Directive A: According to the Eagles article, who traded Nick Foles in 2015?
Directive B: Continue the Eagles article, picking up after its final sentence.

Source text:
>> Start
Good morning, Eagles fans. The Eagles take the practice field for the first time Wednesday with Carson Wentz on injured reserve and Nick Foles as the starting quarterback. Doug Pederson has a 10:30 a.m. news conference and players will speak after the 12:45 p.m. practice.

  • Foles is not focusing on the need to replace Wentz. He knows how well Wentz was playing and Wentz's standing in the organization, but don't expect Foles to try to be like Wentz or focus on the burden that comes with his new role. He said the hardest part of becoming the starter is when "you look too much at the big picture." "Fortunately, I've been there," Foles said. "The advice I give myself is literally focus on the moment." He's going to rely on his past experience, whether it's in this offense or on this stage, to help him during the next month. It's rare to have a backup with experience in big games like Foles.
  • Foles had his first Philadelphia news conference as the starting quarterback since Halloween week in 2014, before a season-ending injury against Houston. Even though Foles was entrenched as the starting quarterback at the time, he sounded more comfortable in his own skin this time around. It's understandable; when Foles became "the guy" in 2013, it all happened so fast. He went from Michael Vick's backup to throwing seven touchdowns in a single game and leading the Eagles to the playoffs. He quickly became one of the key figures on the team and in the city before Chip Kelly traded him in 2015. His career since then hasn't been nearly as successful. That's why a former Pro Bowler became a backup in his mid-20s. Foles acknowledged that something like a press conference consumed so much of his attention during his first stint. Now, he just talks. He used it as an example to show he's grown. "It all goes back to experience," Foles said.
>> End
Pointing records:
>> Start
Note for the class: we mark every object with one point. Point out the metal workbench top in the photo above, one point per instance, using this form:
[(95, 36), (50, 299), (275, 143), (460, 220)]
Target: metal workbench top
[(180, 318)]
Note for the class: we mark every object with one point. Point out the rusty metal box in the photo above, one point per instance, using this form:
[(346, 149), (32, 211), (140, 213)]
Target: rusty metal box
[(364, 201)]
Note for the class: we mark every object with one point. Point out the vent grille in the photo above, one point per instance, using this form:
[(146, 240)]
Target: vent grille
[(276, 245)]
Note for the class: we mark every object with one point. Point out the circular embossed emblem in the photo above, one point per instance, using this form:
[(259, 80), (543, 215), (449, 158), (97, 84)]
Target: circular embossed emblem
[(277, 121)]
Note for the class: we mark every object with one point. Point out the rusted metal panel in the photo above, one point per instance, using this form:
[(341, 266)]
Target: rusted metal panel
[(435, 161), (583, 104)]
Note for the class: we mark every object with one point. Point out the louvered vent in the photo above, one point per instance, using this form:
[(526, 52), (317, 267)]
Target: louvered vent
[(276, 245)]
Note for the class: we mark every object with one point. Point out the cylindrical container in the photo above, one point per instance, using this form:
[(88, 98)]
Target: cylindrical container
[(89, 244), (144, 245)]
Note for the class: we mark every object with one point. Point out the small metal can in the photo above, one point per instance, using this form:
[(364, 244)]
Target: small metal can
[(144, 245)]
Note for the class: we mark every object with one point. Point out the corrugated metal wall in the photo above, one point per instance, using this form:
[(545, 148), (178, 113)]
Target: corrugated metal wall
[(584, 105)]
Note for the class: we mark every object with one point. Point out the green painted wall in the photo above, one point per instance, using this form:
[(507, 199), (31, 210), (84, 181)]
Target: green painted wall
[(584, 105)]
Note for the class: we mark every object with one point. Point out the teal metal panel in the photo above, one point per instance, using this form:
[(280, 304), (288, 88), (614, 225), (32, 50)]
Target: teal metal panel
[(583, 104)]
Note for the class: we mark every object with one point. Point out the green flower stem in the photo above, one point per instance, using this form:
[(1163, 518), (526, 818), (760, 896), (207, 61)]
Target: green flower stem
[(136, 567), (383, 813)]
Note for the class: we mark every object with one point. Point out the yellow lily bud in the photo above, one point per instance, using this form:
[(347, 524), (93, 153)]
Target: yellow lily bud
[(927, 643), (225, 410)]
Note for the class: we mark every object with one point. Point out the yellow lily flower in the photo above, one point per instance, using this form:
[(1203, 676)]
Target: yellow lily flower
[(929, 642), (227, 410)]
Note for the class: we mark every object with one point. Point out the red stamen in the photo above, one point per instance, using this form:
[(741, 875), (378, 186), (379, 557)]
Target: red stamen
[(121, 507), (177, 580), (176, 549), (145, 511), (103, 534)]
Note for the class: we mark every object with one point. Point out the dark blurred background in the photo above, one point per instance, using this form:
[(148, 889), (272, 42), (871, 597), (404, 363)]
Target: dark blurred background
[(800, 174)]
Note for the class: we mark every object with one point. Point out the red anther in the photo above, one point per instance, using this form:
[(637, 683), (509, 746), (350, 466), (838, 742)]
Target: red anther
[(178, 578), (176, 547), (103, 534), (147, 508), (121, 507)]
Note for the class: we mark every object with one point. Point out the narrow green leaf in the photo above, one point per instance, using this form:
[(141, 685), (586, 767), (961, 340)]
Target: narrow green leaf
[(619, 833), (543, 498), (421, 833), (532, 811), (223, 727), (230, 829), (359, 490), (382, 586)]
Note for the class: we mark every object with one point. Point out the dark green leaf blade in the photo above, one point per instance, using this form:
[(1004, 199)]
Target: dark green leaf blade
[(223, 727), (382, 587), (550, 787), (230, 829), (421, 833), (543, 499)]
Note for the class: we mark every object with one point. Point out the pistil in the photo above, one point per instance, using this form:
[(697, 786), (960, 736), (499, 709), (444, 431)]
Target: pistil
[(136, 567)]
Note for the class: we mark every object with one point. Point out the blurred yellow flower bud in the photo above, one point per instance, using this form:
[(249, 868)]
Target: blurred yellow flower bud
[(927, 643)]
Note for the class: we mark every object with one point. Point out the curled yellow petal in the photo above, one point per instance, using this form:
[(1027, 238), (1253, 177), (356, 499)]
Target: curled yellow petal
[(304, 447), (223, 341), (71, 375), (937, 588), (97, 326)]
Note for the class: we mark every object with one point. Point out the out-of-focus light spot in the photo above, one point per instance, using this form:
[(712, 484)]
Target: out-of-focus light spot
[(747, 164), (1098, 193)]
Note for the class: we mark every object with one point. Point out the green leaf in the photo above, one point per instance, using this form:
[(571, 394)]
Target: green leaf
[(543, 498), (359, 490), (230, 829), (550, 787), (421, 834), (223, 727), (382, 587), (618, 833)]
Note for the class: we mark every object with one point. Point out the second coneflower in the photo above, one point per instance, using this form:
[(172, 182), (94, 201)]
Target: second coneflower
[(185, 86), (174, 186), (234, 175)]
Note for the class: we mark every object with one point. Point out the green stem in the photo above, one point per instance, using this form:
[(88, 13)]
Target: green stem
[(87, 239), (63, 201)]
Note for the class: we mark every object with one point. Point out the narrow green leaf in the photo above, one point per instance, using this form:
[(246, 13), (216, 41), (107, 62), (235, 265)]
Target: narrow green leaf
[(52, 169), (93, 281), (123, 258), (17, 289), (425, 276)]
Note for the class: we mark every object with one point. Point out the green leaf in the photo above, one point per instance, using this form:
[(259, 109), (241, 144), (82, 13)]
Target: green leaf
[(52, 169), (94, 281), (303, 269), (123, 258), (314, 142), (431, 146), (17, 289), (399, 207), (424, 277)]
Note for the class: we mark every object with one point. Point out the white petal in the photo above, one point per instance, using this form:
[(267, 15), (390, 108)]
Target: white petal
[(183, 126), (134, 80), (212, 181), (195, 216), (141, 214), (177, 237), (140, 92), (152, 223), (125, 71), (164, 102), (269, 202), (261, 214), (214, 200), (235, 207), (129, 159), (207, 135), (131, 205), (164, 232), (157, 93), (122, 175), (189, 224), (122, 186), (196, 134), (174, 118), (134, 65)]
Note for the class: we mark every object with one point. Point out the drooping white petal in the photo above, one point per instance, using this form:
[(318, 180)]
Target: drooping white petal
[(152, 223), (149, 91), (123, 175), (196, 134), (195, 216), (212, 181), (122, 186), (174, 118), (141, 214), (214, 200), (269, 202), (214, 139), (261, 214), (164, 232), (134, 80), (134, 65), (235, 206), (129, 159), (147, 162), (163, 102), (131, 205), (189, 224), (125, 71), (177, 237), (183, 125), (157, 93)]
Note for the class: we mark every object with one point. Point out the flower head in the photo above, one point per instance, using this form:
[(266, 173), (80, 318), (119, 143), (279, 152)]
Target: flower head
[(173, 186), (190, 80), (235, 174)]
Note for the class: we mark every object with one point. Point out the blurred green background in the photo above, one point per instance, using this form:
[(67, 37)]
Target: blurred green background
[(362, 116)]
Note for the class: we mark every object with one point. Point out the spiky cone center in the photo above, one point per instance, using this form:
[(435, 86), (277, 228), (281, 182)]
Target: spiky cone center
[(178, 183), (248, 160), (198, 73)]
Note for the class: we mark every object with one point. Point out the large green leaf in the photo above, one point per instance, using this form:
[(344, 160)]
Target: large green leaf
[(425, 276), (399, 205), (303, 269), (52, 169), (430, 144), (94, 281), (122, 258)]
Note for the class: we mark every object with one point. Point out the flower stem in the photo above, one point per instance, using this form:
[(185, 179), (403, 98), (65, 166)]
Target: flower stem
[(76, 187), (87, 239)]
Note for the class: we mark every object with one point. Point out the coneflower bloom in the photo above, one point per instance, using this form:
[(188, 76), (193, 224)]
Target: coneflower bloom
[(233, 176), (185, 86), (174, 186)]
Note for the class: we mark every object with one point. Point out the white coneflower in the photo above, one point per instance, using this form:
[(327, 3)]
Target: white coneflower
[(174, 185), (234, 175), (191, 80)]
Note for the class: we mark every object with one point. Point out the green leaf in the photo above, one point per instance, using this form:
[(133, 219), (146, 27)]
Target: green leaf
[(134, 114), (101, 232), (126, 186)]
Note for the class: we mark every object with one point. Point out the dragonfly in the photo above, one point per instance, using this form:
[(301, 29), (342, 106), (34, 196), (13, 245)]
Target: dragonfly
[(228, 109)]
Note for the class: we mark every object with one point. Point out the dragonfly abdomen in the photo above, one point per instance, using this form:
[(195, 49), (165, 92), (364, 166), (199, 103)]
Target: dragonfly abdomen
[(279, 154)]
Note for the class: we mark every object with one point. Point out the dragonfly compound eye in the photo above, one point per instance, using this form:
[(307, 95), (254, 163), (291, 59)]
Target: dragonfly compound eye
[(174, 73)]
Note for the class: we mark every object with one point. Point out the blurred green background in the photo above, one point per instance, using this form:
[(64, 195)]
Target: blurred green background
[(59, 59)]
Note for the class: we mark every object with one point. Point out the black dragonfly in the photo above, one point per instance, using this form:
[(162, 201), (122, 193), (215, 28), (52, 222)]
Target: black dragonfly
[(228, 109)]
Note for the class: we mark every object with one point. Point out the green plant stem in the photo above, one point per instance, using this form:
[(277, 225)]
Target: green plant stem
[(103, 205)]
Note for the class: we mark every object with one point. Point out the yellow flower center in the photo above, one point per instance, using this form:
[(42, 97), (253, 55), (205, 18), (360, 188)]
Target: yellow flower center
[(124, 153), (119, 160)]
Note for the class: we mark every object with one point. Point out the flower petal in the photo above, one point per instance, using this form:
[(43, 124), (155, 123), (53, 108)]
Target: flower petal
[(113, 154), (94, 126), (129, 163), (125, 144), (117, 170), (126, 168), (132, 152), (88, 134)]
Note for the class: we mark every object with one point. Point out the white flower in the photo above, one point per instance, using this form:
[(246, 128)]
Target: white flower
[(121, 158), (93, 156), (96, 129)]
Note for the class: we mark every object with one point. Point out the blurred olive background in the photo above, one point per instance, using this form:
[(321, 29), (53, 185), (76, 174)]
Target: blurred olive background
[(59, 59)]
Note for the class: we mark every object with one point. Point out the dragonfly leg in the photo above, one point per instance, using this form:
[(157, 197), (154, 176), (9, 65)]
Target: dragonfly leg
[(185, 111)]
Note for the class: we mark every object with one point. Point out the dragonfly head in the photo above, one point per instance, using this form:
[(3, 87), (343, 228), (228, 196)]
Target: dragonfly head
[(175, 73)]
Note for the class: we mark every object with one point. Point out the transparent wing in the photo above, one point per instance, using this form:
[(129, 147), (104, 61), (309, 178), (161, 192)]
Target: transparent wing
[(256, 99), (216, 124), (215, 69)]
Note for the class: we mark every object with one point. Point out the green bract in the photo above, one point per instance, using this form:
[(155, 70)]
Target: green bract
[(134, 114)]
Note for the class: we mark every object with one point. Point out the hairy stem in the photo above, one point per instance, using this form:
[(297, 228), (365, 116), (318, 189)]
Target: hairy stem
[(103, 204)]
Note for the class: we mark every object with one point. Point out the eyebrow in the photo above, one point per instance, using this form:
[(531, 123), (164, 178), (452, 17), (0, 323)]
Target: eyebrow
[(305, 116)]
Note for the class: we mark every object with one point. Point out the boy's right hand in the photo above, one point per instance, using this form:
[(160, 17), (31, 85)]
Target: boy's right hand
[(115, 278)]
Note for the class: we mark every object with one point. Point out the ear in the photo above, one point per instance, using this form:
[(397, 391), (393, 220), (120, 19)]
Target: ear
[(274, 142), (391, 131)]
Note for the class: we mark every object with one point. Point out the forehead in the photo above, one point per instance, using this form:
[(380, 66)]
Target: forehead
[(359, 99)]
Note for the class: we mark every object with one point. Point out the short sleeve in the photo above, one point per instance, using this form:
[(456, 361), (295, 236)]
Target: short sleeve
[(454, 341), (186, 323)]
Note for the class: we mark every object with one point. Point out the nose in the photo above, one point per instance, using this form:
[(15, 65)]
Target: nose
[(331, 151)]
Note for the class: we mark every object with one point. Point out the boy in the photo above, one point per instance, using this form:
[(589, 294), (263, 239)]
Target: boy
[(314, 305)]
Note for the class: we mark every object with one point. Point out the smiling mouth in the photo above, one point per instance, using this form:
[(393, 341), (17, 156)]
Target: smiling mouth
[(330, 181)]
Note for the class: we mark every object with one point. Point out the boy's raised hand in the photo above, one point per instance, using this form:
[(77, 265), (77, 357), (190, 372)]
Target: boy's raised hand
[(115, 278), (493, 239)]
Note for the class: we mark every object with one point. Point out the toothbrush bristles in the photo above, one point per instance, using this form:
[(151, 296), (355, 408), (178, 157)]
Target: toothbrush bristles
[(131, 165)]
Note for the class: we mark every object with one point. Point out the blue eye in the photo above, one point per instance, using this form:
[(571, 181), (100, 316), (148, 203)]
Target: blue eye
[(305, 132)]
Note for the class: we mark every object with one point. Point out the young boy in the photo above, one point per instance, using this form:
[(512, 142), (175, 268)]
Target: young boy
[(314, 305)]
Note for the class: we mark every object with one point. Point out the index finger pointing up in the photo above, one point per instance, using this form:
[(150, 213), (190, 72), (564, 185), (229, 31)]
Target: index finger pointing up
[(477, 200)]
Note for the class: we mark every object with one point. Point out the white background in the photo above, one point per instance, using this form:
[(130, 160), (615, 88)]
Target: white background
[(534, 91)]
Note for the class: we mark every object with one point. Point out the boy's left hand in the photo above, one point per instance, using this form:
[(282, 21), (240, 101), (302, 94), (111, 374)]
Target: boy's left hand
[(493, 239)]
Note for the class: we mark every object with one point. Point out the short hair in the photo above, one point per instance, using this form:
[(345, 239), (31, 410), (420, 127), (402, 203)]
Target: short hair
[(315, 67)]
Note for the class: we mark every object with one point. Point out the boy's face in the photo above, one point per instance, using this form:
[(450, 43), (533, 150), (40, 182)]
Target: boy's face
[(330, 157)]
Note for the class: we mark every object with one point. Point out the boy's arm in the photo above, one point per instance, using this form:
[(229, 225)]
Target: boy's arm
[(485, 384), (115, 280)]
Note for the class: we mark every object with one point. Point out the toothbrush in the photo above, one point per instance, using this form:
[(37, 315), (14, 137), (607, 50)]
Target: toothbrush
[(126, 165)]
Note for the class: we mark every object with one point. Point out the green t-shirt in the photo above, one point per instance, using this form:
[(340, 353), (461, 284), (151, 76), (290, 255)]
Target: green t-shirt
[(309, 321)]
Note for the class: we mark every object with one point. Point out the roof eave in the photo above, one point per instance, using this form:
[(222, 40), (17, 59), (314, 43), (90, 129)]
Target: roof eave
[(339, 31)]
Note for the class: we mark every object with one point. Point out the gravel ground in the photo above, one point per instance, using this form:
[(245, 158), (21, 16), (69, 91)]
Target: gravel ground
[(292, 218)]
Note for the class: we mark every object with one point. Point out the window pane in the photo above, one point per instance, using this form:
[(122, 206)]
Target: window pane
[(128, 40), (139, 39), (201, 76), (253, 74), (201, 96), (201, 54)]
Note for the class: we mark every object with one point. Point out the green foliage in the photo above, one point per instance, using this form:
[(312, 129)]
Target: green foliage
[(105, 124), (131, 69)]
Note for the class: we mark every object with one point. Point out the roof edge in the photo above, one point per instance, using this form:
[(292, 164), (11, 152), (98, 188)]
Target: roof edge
>> End
Final result A: Chip Kelly

Final result B:
  • It's obvious that Foles is not as mobile as Wentz, and that's one dimension of the offense that will clearly be downgraded. Wentz has 299 rushing yards and 26 first downs. But remember, Foles is not Sam Bradford, either. He's more mobile than his reputation suggests. Foles rushed for 221 yards in 2013, and his willingness to take advantage of the defense's attention on LeSean McCoy by tucking the ball away helped the offense that season. The Eagles added play-action off of the zone read to take advantage of Foles' skills. He's not fast, but the former high school basketball player has underrated mobility.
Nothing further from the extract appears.